From: yandros@MIT.EDU
Date: Mon, 5 Sep 94 05:27:01 -0400
To: bug-moira@MIT.EDU, tytso@MIT.EDU, jweiss@MIT.EDU
Cc: yandros@MIT.EDU, epeisach@MIT.EDU



This is a bit old, but...  I assigned the ticket to Ted, since it seems to
be a server issue from my limited standpoint.  Ted is out on vacation right
now, though, so if anyone has anything to say before he gets back, feel free. 
:-)

chad

>From: epeisach@MIT.EDU
>Date: Wed, 3 Aug 1994 16:37:02 -0400
>Message-Id: <9408032037.AA09936@kangaroo.mit.edu>
>To: op@MIT.EDU, bugs@MIT.EDU
>Cc: tytso@MIT.EDU
>Subject: Hesiod pcap entry for hero
>
>
>
>I was doing the following:
>
>>lpquota -Phero -I
>Kerberos authentication failed - Principal unknwn (kerberos)
>Running unauthenticated.
>Host not found: (null)
>
>The cause:
>
>>hesinfo hero pcap
>hero:rp=hero:rm=IO.MIT.EDU:sd=/usr/spool/printer/hero:ka#0:pc#0:rq=(null)

_Given entries_

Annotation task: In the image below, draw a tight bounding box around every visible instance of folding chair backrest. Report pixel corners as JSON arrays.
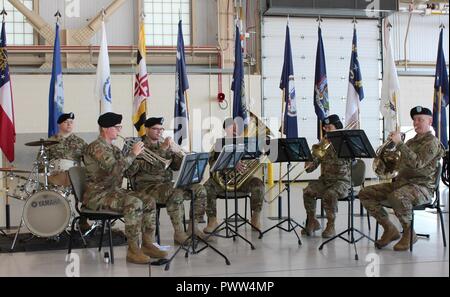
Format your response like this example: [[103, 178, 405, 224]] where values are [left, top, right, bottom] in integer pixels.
[[352, 159, 366, 187], [69, 166, 86, 210]]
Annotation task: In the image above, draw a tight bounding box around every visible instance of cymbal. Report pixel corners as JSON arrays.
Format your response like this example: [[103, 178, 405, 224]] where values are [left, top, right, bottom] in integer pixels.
[[0, 167, 31, 173], [25, 139, 59, 147]]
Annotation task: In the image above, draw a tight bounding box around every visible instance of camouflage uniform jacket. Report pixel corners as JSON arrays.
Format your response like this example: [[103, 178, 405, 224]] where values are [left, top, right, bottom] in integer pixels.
[[307, 138, 351, 184], [135, 138, 183, 188], [394, 132, 445, 196], [47, 134, 87, 164], [83, 137, 137, 204]]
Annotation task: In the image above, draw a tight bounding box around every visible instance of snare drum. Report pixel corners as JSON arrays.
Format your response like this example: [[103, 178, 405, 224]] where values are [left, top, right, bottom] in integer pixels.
[[22, 191, 71, 237], [48, 159, 78, 187]]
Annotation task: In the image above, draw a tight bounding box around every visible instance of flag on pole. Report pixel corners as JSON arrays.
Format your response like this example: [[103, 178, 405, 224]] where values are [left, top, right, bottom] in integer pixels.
[[280, 25, 298, 138], [48, 22, 64, 137], [380, 20, 400, 132], [433, 28, 449, 149], [345, 28, 364, 129], [95, 21, 112, 114], [314, 27, 330, 140], [133, 20, 150, 136], [174, 20, 190, 145], [0, 20, 16, 162], [231, 25, 250, 129]]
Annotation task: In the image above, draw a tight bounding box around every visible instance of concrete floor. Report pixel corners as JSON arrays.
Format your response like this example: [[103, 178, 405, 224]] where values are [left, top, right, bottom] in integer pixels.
[[0, 184, 449, 277]]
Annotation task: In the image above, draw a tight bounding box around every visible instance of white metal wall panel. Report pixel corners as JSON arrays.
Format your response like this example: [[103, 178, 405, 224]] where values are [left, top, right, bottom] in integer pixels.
[[389, 13, 449, 63], [262, 17, 381, 179], [39, 0, 138, 45]]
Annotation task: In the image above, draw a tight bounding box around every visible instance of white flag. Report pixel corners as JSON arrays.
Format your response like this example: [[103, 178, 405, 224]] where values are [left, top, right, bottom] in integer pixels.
[[95, 22, 112, 114], [380, 20, 400, 132]]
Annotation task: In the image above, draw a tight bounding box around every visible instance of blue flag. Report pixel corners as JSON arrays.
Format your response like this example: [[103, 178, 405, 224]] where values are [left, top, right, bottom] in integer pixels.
[[48, 23, 64, 137], [280, 25, 298, 138], [314, 27, 330, 140], [433, 29, 449, 149], [231, 26, 250, 130], [174, 21, 189, 145], [345, 29, 364, 129]]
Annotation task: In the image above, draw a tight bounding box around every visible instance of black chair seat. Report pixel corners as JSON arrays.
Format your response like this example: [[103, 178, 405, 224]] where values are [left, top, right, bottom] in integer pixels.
[[375, 163, 447, 252], [381, 200, 434, 210]]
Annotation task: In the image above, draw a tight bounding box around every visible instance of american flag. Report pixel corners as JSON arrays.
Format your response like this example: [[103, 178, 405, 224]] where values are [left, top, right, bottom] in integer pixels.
[[0, 21, 16, 162]]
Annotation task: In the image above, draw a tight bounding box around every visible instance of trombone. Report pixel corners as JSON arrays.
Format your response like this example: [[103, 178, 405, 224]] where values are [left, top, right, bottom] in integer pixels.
[[119, 135, 172, 169]]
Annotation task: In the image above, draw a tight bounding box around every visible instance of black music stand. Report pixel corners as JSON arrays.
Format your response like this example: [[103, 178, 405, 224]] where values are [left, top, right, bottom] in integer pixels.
[[164, 153, 230, 271], [319, 130, 376, 260], [208, 142, 256, 250], [260, 138, 313, 245]]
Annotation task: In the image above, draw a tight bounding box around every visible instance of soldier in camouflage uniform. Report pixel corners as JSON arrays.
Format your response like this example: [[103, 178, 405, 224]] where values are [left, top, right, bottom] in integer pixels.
[[47, 112, 87, 187], [359, 106, 444, 251], [302, 115, 350, 238], [130, 118, 206, 244], [45, 112, 91, 232], [203, 118, 265, 233], [83, 112, 167, 264]]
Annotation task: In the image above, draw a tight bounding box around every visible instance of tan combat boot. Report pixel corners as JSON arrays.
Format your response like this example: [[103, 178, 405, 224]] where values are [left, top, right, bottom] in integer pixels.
[[394, 227, 417, 252], [173, 231, 191, 245], [142, 231, 168, 259], [127, 241, 150, 264], [203, 217, 219, 234], [375, 218, 400, 249], [302, 212, 321, 236], [322, 213, 336, 238], [250, 211, 262, 231], [169, 212, 189, 245]]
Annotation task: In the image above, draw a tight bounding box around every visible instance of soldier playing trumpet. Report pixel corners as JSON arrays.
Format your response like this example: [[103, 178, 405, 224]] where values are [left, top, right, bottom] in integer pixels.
[[359, 106, 445, 251], [129, 118, 206, 244], [302, 114, 350, 238], [83, 112, 167, 264]]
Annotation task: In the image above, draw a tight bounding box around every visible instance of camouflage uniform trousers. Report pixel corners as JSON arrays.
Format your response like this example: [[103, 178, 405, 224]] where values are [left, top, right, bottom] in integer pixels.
[[87, 189, 156, 242], [303, 180, 349, 214], [205, 177, 265, 218], [359, 183, 431, 228], [141, 182, 206, 231]]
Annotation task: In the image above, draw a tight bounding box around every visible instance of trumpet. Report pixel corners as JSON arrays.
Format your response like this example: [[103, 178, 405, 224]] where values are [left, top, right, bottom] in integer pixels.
[[119, 135, 172, 169]]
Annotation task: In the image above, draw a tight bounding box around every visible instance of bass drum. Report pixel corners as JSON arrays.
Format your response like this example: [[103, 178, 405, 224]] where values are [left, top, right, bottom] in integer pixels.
[[23, 191, 71, 237]]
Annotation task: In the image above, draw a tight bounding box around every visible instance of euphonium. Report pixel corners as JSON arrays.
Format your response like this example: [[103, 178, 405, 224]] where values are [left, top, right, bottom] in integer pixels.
[[212, 112, 272, 192], [264, 138, 333, 204], [372, 129, 414, 179], [119, 135, 172, 169]]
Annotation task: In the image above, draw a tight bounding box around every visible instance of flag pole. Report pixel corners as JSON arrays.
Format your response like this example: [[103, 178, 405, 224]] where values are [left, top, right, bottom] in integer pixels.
[[184, 91, 192, 152], [436, 86, 447, 142], [0, 6, 11, 229]]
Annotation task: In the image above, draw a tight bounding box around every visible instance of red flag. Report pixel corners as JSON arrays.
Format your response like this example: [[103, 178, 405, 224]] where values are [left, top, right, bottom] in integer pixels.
[[0, 22, 16, 162]]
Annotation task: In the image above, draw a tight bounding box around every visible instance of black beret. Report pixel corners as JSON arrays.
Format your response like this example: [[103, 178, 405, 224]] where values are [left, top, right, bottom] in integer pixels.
[[223, 118, 234, 129], [410, 106, 433, 119], [57, 112, 75, 124], [97, 112, 122, 128], [145, 118, 164, 128], [322, 114, 344, 129]]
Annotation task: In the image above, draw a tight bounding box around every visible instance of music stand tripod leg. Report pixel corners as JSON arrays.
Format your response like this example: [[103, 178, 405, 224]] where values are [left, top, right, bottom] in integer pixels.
[[164, 189, 230, 271], [259, 162, 304, 245]]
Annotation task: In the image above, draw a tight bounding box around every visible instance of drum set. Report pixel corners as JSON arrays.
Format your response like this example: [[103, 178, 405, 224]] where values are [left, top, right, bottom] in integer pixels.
[[0, 139, 76, 250]]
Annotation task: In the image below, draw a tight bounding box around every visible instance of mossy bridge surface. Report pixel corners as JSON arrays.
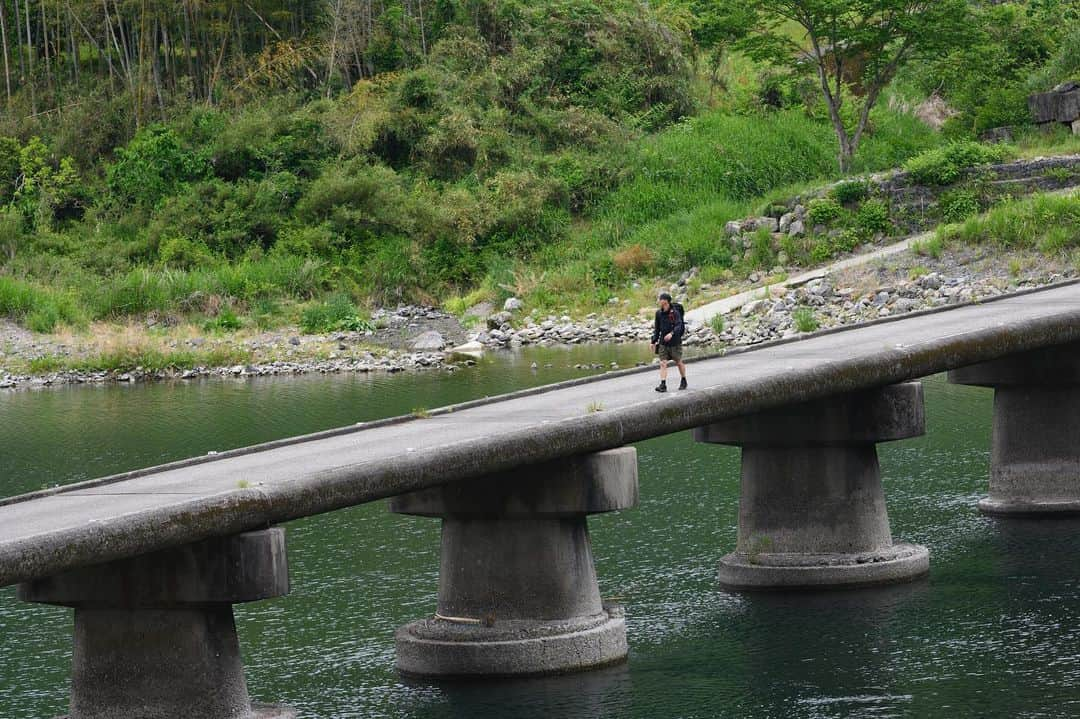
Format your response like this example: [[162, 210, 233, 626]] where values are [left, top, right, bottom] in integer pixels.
[[0, 282, 1080, 719], [0, 276, 1080, 586]]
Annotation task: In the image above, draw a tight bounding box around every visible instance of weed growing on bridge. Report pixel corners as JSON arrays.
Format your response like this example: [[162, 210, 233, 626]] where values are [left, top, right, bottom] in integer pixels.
[[792, 307, 821, 333]]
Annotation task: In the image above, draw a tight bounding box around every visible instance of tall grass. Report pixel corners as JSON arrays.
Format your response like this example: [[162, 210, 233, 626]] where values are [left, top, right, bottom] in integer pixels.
[[0, 276, 83, 333], [29, 344, 252, 375], [936, 194, 1080, 255], [84, 255, 326, 318]]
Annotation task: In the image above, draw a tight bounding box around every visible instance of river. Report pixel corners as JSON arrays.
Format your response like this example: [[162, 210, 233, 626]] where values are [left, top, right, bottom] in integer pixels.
[[0, 345, 1080, 719]]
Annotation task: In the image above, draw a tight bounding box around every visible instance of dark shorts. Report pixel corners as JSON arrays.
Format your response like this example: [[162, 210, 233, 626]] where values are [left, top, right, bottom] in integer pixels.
[[657, 344, 683, 362]]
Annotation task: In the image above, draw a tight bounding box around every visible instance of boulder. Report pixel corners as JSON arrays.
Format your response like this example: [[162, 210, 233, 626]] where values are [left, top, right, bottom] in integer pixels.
[[487, 310, 514, 329], [742, 217, 780, 232], [409, 329, 446, 352], [465, 302, 495, 320], [449, 340, 484, 357]]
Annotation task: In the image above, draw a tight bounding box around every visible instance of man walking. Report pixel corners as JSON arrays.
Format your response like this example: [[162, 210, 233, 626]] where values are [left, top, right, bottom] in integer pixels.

_Problem requirements_
Copy the passage from the email about the Hesiod printer entry word for word, starting with "From: yandros@MIT.EDU" and going on through "back, feel free.". The listing is not needed for this work.

_Output for this task_
From: yandros@MIT.EDU
Date: Mon, 5 Sep 94 05:27:01 -0400
To: bug-moira@MIT.EDU, tytso@MIT.EDU, jweiss@MIT.EDU
Cc: yandros@MIT.EDU, epeisach@MIT.EDU



This is a bit old, but...  I assigned the ticket to Ted, since it seems to
be a server issue from my limited standpoint.  Ted is out on vacation right
now, though, so if anyone has anything to say before he gets back, feel free.